EXTRAIT DU DOCUMENT:
Mais la notion de rhétorique est sujette à certains malentendus qu’il convient de désamorcer avant de poursuivre ; aussi prendrons-nous ici les mêmes précautions que celles formulées par Gérard Genette au seuil de sa Poétique - ou « théorie générale des formes littéraires » - à laquelle nous sommes infiniment redevable sur le plan de la méthodologie : mettant nos pas dans les siens, esquissant une « poétique » du discours de mise en scène, nous dirons après lui qu’il « s’agit moins ici d’une étude des formes [...] au sens où l’entendaient la rhétorique et la poétique de l’âge classique, toujours portée, depuis Aristote, à ériger en norme la tradition et à canoniser l’acquis, que de l’exploration des divers possibles du discours, dont les œuvres déjà écrites et les formes déjà remplies n’apparaissent que comme autant de cas particuliers au delà desquels se profilent d’autres combinaisons prévisibles, ou déductibles » 7 . Les « œuvres » qui nous intéressent ne sont pas écrites, elles ne sont que parlées, enregistrées ou transcrites par nos soins ou par d’autres; il faut en outre entendre le terme d’œuvre dans son sens premier (activité, travail) pour qu’il soit propre à qualifier les pratiques langagières qui nous intéressent. Mais l’étude de leur forme, chaque fois singulière, doit se tenir dans la même prudence : il n’est nullement question ici de prétendre dégager un modèle canonique offert à d’éventuels disciples, délivrant des « recettes » à efficacité garantie, ou des lois constitutives d’un code de conduite du « bon metteur en scène ». Si notre recherche s’inscrit dans la perspective d’une théorisation de l’art de la mise en scène, que - par ailleurs - des projets pédagogiques réclament, notre visée n’est ni prescriptive, ni normative : elle a pour horizon le recensement des pratiques avérées, dont il s’agit d’abstraire les structures.

DONNÉES DE DÉPART:
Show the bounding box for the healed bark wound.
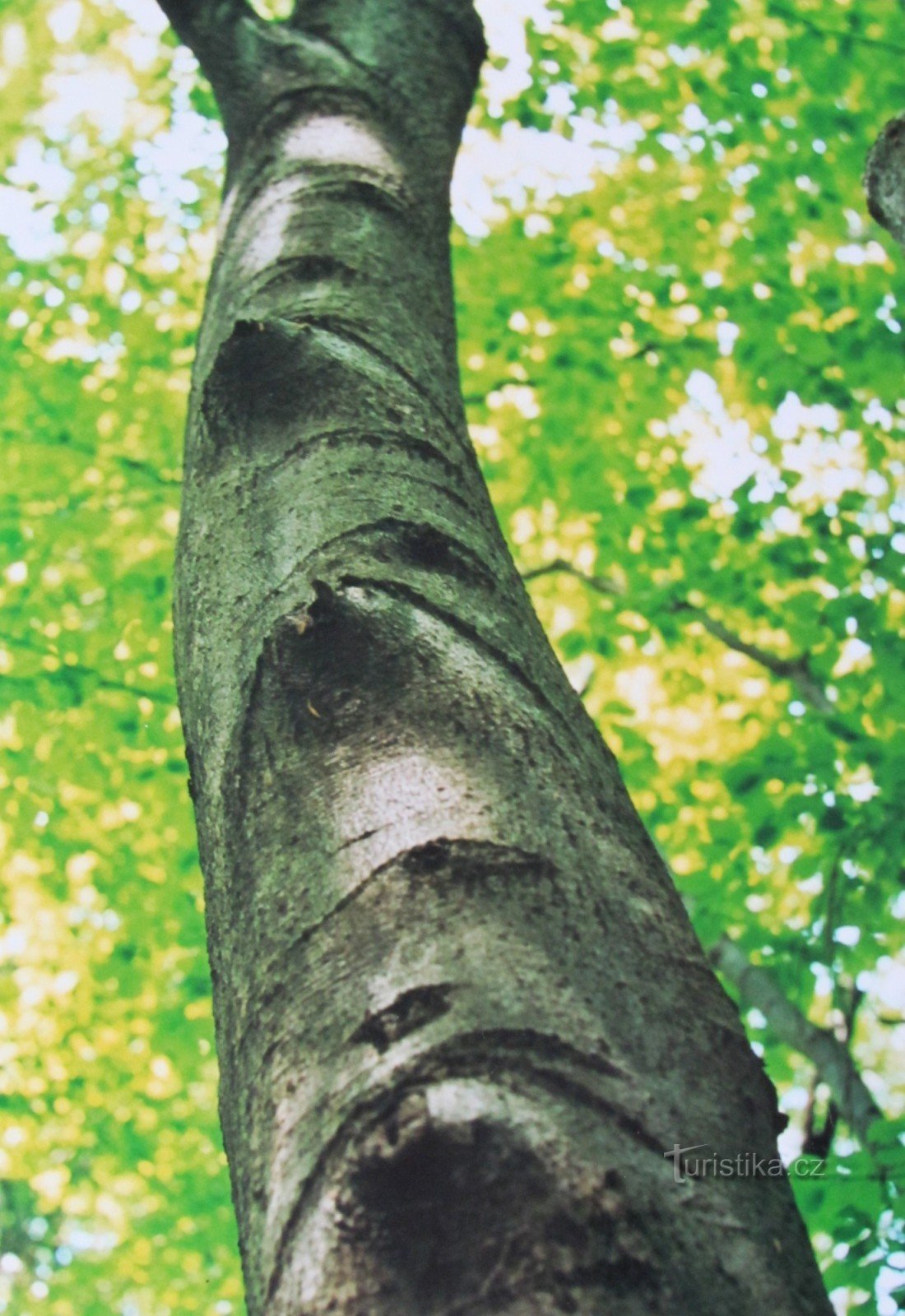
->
[165,0,828,1316]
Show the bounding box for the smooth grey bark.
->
[157,0,828,1316]
[864,112,905,250]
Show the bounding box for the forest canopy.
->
[0,0,905,1316]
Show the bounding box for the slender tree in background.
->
[155,0,828,1316]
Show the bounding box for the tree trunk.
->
[163,0,828,1316]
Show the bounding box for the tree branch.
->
[710,937,883,1145]
[522,558,834,713]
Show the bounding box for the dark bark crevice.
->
[165,0,826,1316]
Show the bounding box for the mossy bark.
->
[157,0,828,1316]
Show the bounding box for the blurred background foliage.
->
[0,0,905,1316]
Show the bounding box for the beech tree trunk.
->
[162,0,828,1316]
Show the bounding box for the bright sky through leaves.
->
[0,0,905,1316]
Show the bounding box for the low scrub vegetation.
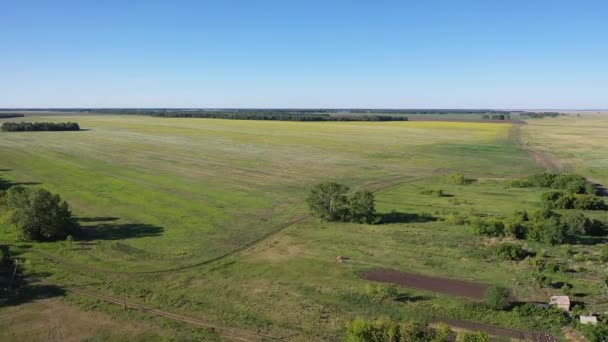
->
[0,122,80,132]
[471,210,606,245]
[148,111,408,121]
[484,286,511,310]
[307,182,378,224]
[344,318,453,342]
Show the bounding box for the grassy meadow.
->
[0,116,608,341]
[522,117,608,185]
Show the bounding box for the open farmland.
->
[0,116,603,341]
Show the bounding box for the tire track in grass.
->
[30,172,444,275]
[45,281,284,341]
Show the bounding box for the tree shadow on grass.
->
[0,284,66,307]
[75,216,118,222]
[378,211,437,224]
[577,236,608,246]
[81,223,164,241]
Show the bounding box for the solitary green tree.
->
[306,182,349,221]
[349,190,376,223]
[6,186,77,240]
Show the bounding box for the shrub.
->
[494,243,529,261]
[449,173,467,185]
[513,303,569,326]
[471,217,505,237]
[6,186,78,240]
[306,182,378,224]
[456,331,490,342]
[306,182,349,222]
[445,213,466,225]
[562,284,572,296]
[0,122,80,132]
[577,322,608,342]
[564,195,606,210]
[0,245,11,265]
[505,211,529,239]
[484,286,511,310]
[532,273,553,288]
[560,210,591,236]
[431,323,454,342]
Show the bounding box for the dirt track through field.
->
[45,282,283,341]
[363,269,488,300]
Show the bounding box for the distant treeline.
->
[0,113,25,119]
[138,111,407,121]
[519,112,565,119]
[0,122,80,132]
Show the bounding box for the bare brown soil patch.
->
[408,117,527,125]
[0,299,165,342]
[363,269,488,300]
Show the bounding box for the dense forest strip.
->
[31,173,442,275]
[433,318,559,342]
[0,122,80,132]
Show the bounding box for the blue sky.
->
[0,0,608,108]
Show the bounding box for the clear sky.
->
[0,0,608,109]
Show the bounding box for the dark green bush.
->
[0,122,80,132]
[513,303,570,328]
[493,243,529,261]
[471,217,505,237]
[484,286,511,310]
[456,331,490,342]
[6,186,78,240]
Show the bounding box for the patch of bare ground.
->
[0,299,167,342]
[363,269,489,300]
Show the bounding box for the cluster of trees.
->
[1,186,78,241]
[306,182,378,224]
[471,209,606,245]
[519,112,563,119]
[512,173,607,210]
[0,122,80,132]
[481,114,511,120]
[344,318,458,342]
[511,172,597,195]
[542,191,606,210]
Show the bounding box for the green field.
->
[0,116,608,341]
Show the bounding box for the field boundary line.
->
[30,172,443,275]
[42,281,284,341]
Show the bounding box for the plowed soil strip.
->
[363,269,488,300]
[434,319,559,342]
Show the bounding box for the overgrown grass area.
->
[521,115,608,185]
[0,116,606,341]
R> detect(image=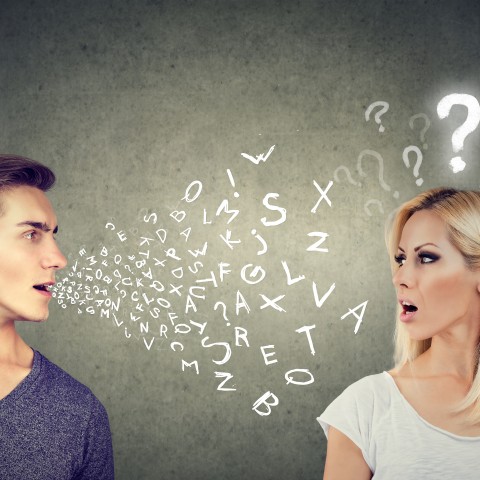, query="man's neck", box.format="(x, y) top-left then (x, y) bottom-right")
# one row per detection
(0, 320), (33, 368)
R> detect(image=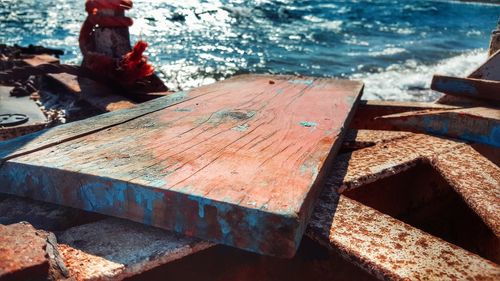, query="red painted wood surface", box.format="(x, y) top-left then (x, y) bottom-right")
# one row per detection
(0, 75), (363, 256)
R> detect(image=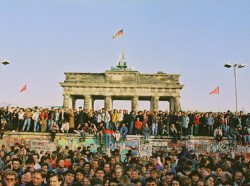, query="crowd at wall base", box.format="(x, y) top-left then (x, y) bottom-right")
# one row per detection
(0, 132), (250, 159)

CONSIGNES:
1. D'après l'extrait du document, quelle n'est pas la visée de la recherche ?
2. Recopiez à l'identique les lignes des enregistrements situées entre celle qui contient « Show the bounding box for the open farmland. » et celle qui contient « [81,223,164,241] », ces deux lignes comprises.

EXERCICE CORRIGÉ:
1. Elle n'est ni prescriptive, ni normative.

2.
Show the bounding box for the open farmland.
->
[0,116,603,341]
Show the bounding box for the tire track in grass.
->
[30,172,444,275]
[45,281,284,341]
Show the bounding box for the tree shadow on grass.
->
[0,284,66,307]
[75,216,118,222]
[378,211,437,224]
[577,236,608,246]
[81,223,164,241]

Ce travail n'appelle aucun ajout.